Tarefas e exercícios =>
**1.** Cite o trecho do texto sobre Audrey Hepburn que vai de "E o cinema de" a "romance de Capote.", incluindo os dois.
**2.** No texto sobre Audrey Hepburn, qual cinema estava reprisando "Breakfast at Tiffany's"?
**3.** Prossiga com o texto sobre Audrey Hepburn a partir do ponto em que ele termina.

Seção de texto =>

● ● ● ● ● ● ●

Nunca houve no cinema um sorriso meigo e, doce como da belga Audrey Hepburn.
Sua elegância, seu rosto delicado, sua simpatia e carisma, são conjunções raras atualmente em Hollywood.
Ainda me lembro com detalhes do outono de 1997. Uma oportunidade rara que se transformou numa experiência inesquecível.
O extinto Cinesesc da Rua Augusta estava reprisando “Breakfast at Tiffany's”, (1961), e isso apenas por alguns dias.
Aproveitei uma folga do trabalho durante a semana e fui ao encontro de Audrey, infelizmente o único na sala escura com uma grande tela.
E o cinema de escuro não tem nada, pois ilumina um pouco da nossa escuridão cotidiana.
Em “Breakfast at Tiffany's”, direção de Blake Edwards, roteiro de George Axelrod, baseado no conto do escritor Truman Capote, Audrey é Holly Goolightly, uma prostituta que mora em Nova Iorque após um envolvimento com um gangster. Em sua rotina efêmera um vizinho, Paul Varjak (George Peppard), um escritor tentando alcançar reconhecimento para seu talento, irá alterar seus planos.
O maior sonho de Holly é casar-se com um milionário. Eis que surge então o brasileiro José da Silva Pereira (José Luis de Villalonga), um fazendeiro rico do Brasil.
A seqüência final revela o quanto Holly tentou fugir do inesperado, do amor. Embora tenha um ar bem clichê hollywoodiano, a cena possuí em seu diálogo e, fora dele, a essência do romance de Capote.
PAUL – Lá se foi a América do Sul. Bom, você não foi feita para ser a rainha dos pampas, mesmo. (Para o taxista) Hotel Clayton.
HOLLY – Idlewild.
PAUL – O quê?
HOLLY – O avião sai às 12 e pretendo estar a bordo.
PAUL – Holly, você não pode.
HOLLY – Et pouquoi pas? Não vou atrás do José, se é isso o que está pensando. Na minha opinião, ele é o futuro presidente de lugar nenhum. Porque deveria desperdiçar a passagem? Além do mais, nunca fui ao Brasil.
Ele a observa em silêncio.

● ● ● ● ● ● ●

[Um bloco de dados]
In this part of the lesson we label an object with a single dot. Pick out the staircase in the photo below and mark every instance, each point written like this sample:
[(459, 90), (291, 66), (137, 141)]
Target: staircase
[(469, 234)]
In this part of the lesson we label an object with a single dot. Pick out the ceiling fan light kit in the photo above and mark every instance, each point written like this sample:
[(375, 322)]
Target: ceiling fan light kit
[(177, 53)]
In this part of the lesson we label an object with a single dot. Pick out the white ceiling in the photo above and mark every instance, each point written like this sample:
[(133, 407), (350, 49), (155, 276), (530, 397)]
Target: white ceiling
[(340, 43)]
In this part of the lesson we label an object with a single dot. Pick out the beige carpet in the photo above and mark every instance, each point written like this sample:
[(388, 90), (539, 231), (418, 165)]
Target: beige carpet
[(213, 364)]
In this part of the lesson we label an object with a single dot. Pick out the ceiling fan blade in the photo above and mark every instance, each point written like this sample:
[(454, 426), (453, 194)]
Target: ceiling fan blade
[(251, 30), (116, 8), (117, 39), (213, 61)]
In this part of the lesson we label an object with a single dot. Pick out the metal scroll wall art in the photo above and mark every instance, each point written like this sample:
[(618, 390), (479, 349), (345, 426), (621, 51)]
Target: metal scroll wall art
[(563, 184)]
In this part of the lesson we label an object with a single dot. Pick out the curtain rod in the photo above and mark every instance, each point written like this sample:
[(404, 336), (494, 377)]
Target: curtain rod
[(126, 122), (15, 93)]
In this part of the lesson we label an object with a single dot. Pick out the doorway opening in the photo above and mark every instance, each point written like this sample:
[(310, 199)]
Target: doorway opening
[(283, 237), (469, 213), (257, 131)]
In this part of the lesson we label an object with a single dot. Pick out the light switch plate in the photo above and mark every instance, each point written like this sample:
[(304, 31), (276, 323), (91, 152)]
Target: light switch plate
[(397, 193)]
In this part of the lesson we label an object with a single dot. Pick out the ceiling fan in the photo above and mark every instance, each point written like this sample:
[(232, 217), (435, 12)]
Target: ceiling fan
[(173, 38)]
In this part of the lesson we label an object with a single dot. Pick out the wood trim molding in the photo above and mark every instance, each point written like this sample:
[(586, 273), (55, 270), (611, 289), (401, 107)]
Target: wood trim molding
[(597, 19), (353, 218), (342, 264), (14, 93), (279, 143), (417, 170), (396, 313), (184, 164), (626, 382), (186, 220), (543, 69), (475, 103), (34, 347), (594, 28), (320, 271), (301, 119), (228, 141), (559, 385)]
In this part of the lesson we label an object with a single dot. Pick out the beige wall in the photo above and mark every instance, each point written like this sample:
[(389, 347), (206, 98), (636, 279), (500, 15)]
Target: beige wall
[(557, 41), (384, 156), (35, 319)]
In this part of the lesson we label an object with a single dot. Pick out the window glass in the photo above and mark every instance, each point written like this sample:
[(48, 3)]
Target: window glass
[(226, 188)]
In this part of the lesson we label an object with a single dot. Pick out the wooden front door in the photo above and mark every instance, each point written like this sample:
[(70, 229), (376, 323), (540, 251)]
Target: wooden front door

● ● ● ● ● ● ●

Respostas do exercício =>
**1.**
E o cinema de escuro não tem nada, pois ilumina um pouco da nossa escuridão cotidiana.
Em “Breakfast at Tiffany's”, direção de Blake Edwards, roteiro de George Axelrod, baseado no conto do escritor Truman Capote, Audrey é Holly Goolightly, uma prostituta que mora em Nova Iorque após um envolvimento com um gangster. Em sua rotina efêmera um vizinho, Paul Varjak (George Peppard), um escritor tentando alcançar reconhecimento para seu talento, irá alterar seus planos.
O maior sonho de Holly é casar-se com um milionário. Eis que surge então o brasileiro José da Silva Pereira (José Luis de Villalonga), um fazendeiro rico do Brasil.
A seqüência final revela o quanto Holly tentou fugir do inesperado, do amor. Embora tenha um ar bem clichê hollywoodiano, a cena possuí em seu diálogo e, fora dele, a essência do romance de Capote.

**2.** O extinto Cinesesc da Rua Augusta.

**3.**
HOLLY – Por favor, querido, não me olhe assim. Eu vou de qualquer jeito. Tudo o que querem de mim é que eu deponha contra Sally. Ninguém tem a mínima intenção de me processar. Eles nem têm a mínima chance. Esta cidade acabou para mim, pelo menos por enquanto. Às vezes, a fama pode arruinar a pele de uma mulher. Devem ter montado forcas para mim em toda a cidade. Sabe o que pode fazer por mim? Telefone para o New York Times. Quero que me envie uma lista dos 50 homens mais ricos do Brasil. Os 50 mais ricos!
PAUL – Holly, não vou permitir isso.
HOLLY – Não vai permitir?
PAUL – Holly, estou apaixonado por você.
HOLLY – E daí?
PAUL – “E daí”? Isso chega. Eu a amo. Você me pertence.
HOLLY – Não. As pessoas não se pertencem.
PAUL – Claro que sim.
HOLLY – Ninguém vai me pôr numa jaula.
PAUL – Não quero colocar você numa jaula. Quero amar você.
HOLLY – É a mesma coisa.
PAUL – Não é, não, Holly.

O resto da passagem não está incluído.